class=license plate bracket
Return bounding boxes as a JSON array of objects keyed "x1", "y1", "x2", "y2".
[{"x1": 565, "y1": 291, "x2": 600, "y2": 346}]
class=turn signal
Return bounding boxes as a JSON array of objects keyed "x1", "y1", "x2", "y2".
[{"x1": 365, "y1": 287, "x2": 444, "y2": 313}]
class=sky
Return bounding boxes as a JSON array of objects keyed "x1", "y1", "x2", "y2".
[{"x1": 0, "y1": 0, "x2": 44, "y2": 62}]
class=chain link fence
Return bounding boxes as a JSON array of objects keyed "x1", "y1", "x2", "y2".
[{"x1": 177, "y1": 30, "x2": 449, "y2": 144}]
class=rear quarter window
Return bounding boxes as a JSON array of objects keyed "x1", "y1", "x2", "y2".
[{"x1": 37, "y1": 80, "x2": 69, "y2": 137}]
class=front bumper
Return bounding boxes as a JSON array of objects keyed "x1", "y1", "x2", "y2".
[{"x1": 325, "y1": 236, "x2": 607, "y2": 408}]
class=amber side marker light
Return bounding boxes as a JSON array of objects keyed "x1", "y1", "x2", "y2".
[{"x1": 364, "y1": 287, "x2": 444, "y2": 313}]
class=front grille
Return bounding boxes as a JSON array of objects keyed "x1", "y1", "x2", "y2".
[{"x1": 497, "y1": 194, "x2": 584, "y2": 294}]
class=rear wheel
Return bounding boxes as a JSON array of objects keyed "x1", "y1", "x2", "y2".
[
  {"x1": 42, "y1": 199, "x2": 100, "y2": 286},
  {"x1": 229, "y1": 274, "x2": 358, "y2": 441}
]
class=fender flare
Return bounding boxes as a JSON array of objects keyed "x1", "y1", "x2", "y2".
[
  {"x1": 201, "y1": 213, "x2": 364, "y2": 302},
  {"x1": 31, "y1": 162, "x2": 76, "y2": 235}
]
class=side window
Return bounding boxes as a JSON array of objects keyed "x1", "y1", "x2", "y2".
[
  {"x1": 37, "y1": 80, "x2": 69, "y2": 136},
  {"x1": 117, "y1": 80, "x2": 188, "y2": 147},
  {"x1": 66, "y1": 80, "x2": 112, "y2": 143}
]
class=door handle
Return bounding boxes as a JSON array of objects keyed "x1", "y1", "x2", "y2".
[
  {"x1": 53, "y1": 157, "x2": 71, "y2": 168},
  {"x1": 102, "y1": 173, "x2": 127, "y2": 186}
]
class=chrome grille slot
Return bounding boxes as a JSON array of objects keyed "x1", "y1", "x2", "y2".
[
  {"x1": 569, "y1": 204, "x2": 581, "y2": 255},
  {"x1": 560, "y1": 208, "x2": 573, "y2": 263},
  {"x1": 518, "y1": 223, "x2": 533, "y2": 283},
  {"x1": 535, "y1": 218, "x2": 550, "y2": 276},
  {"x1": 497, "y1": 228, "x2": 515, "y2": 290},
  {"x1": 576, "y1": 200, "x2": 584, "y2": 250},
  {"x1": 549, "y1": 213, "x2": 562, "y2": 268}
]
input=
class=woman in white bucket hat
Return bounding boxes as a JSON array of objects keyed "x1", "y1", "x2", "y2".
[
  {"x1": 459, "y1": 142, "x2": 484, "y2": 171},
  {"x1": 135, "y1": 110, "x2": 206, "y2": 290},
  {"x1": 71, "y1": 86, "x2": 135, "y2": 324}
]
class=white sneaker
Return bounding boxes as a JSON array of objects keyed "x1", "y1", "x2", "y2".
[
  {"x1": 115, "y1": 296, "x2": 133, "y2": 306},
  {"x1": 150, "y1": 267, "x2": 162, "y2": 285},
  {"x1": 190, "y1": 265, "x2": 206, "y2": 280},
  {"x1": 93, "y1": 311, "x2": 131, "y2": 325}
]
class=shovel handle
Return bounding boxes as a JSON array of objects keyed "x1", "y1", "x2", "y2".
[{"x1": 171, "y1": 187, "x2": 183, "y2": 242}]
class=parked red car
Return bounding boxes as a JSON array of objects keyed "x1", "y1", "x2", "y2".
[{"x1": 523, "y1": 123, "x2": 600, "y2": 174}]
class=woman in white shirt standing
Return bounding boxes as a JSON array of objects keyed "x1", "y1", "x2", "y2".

What you will do: Copy the material above, line for line.

Answer below:
class=license plate bracket
Return bounding boxes as a JSON array of objects keyed "x1", "y1", "x2", "y2".
[{"x1": 565, "y1": 291, "x2": 600, "y2": 346}]
class=turn signal
Return bounding boxes as a JSON array of objects keyed "x1", "y1", "x2", "y2".
[{"x1": 365, "y1": 287, "x2": 444, "y2": 313}]
class=sky
Return bounding boxes as a JSON array of objects keyed "x1", "y1", "x2", "y2".
[{"x1": 0, "y1": 0, "x2": 44, "y2": 62}]
class=chain link fence
Return bounding boxes as a JSON array of objects keyed "x1", "y1", "x2", "y2".
[{"x1": 177, "y1": 30, "x2": 449, "y2": 144}]
class=rear quarter window
Return bounding boxes as a JSON array of objects keyed "x1", "y1", "x2", "y2".
[{"x1": 37, "y1": 80, "x2": 69, "y2": 137}]
class=front bumper
Return bounding boxes as a JSON array of objects keyed "x1", "y1", "x2", "y2".
[{"x1": 325, "y1": 236, "x2": 607, "y2": 408}]
class=amber side marker light
Return bounding boxes as a JSON array of objects keyed "x1", "y1", "x2", "y2".
[{"x1": 364, "y1": 287, "x2": 444, "y2": 313}]
class=front grille
Return bounding boxes as a JSON array of objects keyed "x1", "y1", "x2", "y2".
[{"x1": 497, "y1": 194, "x2": 584, "y2": 294}]
class=rear wheel
Return bounding boxes as a JSON array of objects keyed "x1", "y1", "x2", "y2".
[
  {"x1": 42, "y1": 199, "x2": 100, "y2": 286},
  {"x1": 229, "y1": 274, "x2": 358, "y2": 441}
]
class=fender flare
Return bounding boxes as a JSON array of objects keyed "x1", "y1", "x2", "y2".
[
  {"x1": 201, "y1": 213, "x2": 364, "y2": 302},
  {"x1": 31, "y1": 162, "x2": 76, "y2": 235}
]
class=side window
Return bounding boxes as a JSON array of objects keyed "x1", "y1", "x2", "y2".
[
  {"x1": 37, "y1": 80, "x2": 69, "y2": 136},
  {"x1": 117, "y1": 80, "x2": 188, "y2": 147},
  {"x1": 66, "y1": 80, "x2": 112, "y2": 143}
]
class=door handle
Return bounding boxes as a JSON array of objects keyed "x1", "y1", "x2", "y2".
[
  {"x1": 53, "y1": 157, "x2": 71, "y2": 168},
  {"x1": 102, "y1": 173, "x2": 127, "y2": 186}
]
class=chrome grille slot
Return bounding boxes as a JSON array of objects keyed "x1", "y1", "x2", "y2".
[
  {"x1": 569, "y1": 204, "x2": 581, "y2": 255},
  {"x1": 560, "y1": 208, "x2": 573, "y2": 263},
  {"x1": 518, "y1": 223, "x2": 533, "y2": 283},
  {"x1": 535, "y1": 218, "x2": 550, "y2": 276},
  {"x1": 497, "y1": 228, "x2": 515, "y2": 290},
  {"x1": 576, "y1": 200, "x2": 584, "y2": 250},
  {"x1": 549, "y1": 213, "x2": 562, "y2": 268}
]
input=
class=woman in white bucket hat
Return bounding boxes as a JSON array of objects keyed "x1", "y1", "x2", "y2".
[
  {"x1": 459, "y1": 142, "x2": 484, "y2": 171},
  {"x1": 135, "y1": 110, "x2": 206, "y2": 290},
  {"x1": 71, "y1": 86, "x2": 135, "y2": 324}
]
class=white sneaker
Return bounding boxes as a JSON array of objects keyed "x1", "y1", "x2", "y2".
[
  {"x1": 115, "y1": 296, "x2": 133, "y2": 306},
  {"x1": 150, "y1": 267, "x2": 162, "y2": 285},
  {"x1": 190, "y1": 265, "x2": 206, "y2": 280},
  {"x1": 93, "y1": 311, "x2": 131, "y2": 325}
]
class=shovel handle
Return bounding boxes as a JSON array of objects keyed "x1", "y1", "x2", "y2".
[{"x1": 171, "y1": 187, "x2": 183, "y2": 242}]
class=parked red car
Return bounding boxes as a JSON array of objects keyed "x1", "y1", "x2", "y2".
[{"x1": 523, "y1": 123, "x2": 600, "y2": 174}]
class=woman in white shirt standing
Return bounding boxes as a JSON array of objects keyed "x1", "y1", "x2", "y2".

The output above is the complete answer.